**SELECTED TEXT:**
December 31, 2005

Caution

Zach, while putting on a shirt: "Ow!!!!"
Me: "What?"
Zach: "I poked myself in the eye with my thumb..."
pause
Me: "While putting on a shirt?"
Zach: "Yeah."
Me: "Just to make sure here: you poked yourself in the eye while putting on a shirt?"
Zach: "With my thumb."
Me: "Oh."
pause
Me: "Does the fact that your thumb was involved make it seem slightly more honorable?"
Zach: "Oh, shut up."
Me: "Whatever you say, dear."
Zach: "I like to think of it this way: I poked myself in the eye while rushing to make YOUR dinner."

I hope your holiday celebrations are as exciting as ours. Just play it safe folks: use caution when dressing.

Happy New Year!

Posted by James at 05:25 PM

December 29, 2005

A Pound of Olives

Zach and I have chosen to spend a quiet New Year holiday at home. I'm just beginning, after all, to relish having him back in town after he spent a week in Iowa. With most of our friends out-of-Seattle, and due to the fact that we generally are quiet folks, I simply haven't found attending a loud public celebration or rowdy party a particularly tempting means of ringing in 2006.

At the grocery store the other day, however, I made the spontaneous decision to purchase a few "upscale" items for consumption during the holiday weekend. Keep in mind that my definition of "upscale" lies on a slightly lower plain than most of the general population. When a friend once told me about a "nice restaurant" to eat at, my first assumption was: "Oh... can't wear a hoodie." Most of my friends and relations who really know me have adapted their definition of "upscale" to fit my own when speaking to me, so I don't assume eating an "upscale" meal will consist of pizza at a flannel-rather-than-hoodie establishment, and end up instead at a suit-and-tie-required French cafe where the portions are smaller than my fist and the check exceeds my credit limit.

**STORED RECORDS:**
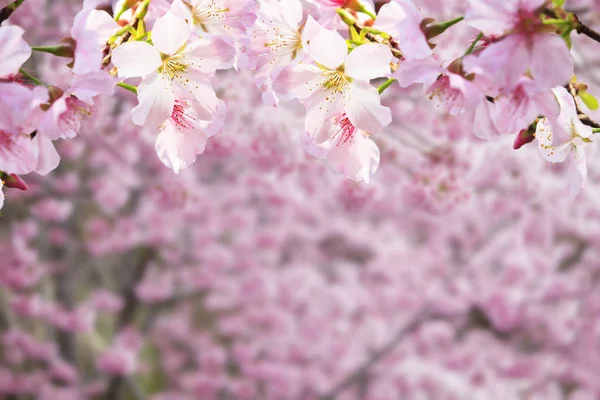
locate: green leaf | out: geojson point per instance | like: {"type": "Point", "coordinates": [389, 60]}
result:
{"type": "Point", "coordinates": [590, 101]}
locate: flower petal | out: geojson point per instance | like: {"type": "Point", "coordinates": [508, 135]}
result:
{"type": "Point", "coordinates": [17, 155]}
{"type": "Point", "coordinates": [357, 158]}
{"type": "Point", "coordinates": [402, 21]}
{"type": "Point", "coordinates": [156, 100]}
{"type": "Point", "coordinates": [362, 104]}
{"type": "Point", "coordinates": [47, 156]}
{"type": "Point", "coordinates": [369, 61]}
{"type": "Point", "coordinates": [14, 51]}
{"type": "Point", "coordinates": [177, 148]}
{"type": "Point", "coordinates": [327, 48]}
{"type": "Point", "coordinates": [170, 33]}
{"type": "Point", "coordinates": [136, 59]}
{"type": "Point", "coordinates": [300, 82]}
{"type": "Point", "coordinates": [209, 55]}
{"type": "Point", "coordinates": [551, 62]}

**TASK REQUIREMENTS:**
1 > Answer these questions from the blog entries:
(a) What did Zach poke himself in the eye with?
(b) Where had Zach spent a week before returning?
(c) According to the December 29, 2005 entry, where are most of the writer's friends during the holiday?
2 > Quote the blog entries from "Zach and I have" up to and including "ringing in 2006.".
3 > Continue the blog entries from the point where they stop.

**ANSWERS FOR THE EXERCISE:**
1 >
(a) His thumb.
(b) In Iowa.
(c) Out of Seattle.

2 >
Zach and I have chosen to spend a quiet New Year holiday at home. I'm just beginning, after all, to relish having him back in town after he spent a week in Iowa. With most of our friends out-of-Seattle, and due to the fact that we generally are quiet folks, I simply haven't found attending a loud public celebration or rowdy party a particularly tempting means of ringing in 2006.

3 >
This "upscale" upgrade was largely catalyzed by the friends who hosted me for Christmas day. Sure, they know me and like me - and I believe, like most, they're pleasantly baffled by, though ultimately accepting of, my "uncultured" soul. But, I was both delighted and mesmerized by some of the more simple matters of the day: olives, pickled garlic cloves, champagne.

Sure, I've had two of the three before (the pickled-and-herbed garlic cloves were new to me). But, this was beyond "upscale" - more like so-far-upscale-that-I'd-have-to-add-another-lobe-to-my-brain-to-comprehend-it. It was terrific... and, I thought, what better way to ring in the New Year holiday with Zach? Well, sure, I'm willing to bet the farm that you could think of a better way to ring in the New Year - but this isn't your fantasy.

I wasn't going to do much... Zach had already decided to cook some sort of fantastic dinner. I was just going to provide a few "upscale" hors d'oeuvres. Of course, not the so-far-upscale-that-I'd-have-to-add-another-lobe-to-my-brain-to-comprehend-it type of hors d'oeuvre. I had to downscale the upscaleness until it reached my definition of "upscale." For example, the oh-so-expensive thirteen-year-old champagne would have to be downgraded to a grocery-store everyday variety.

Simplepimple, I figured. Get a few things, not quite at the level I enjoyed on Christmas, but "upscale" by my experiences.

You'd be amazed how difficult it is to buy olives, though. Granted, I wasn't willing to level with the deli clerk at Pike Place Market and tell him that I had no idea what I was doing. I chose a variety at random (who knew there were different types of olives other than green, black, or Kalamata?).
Deli Clerk: "How much?"
Me: "Uh... Er... a pound?"
Deli Clerk: "A pound?"
Me, suddenly confident: "Of course!"
Deli Clerk, holding up a container as big as my head: "A pound would fill this."
Zach, over my shoulder: "Wow. That's a lot of olives."
Me: "Oh..."
pause
Me: "Er... did I say 'a pound'? I meant a half pound obviously."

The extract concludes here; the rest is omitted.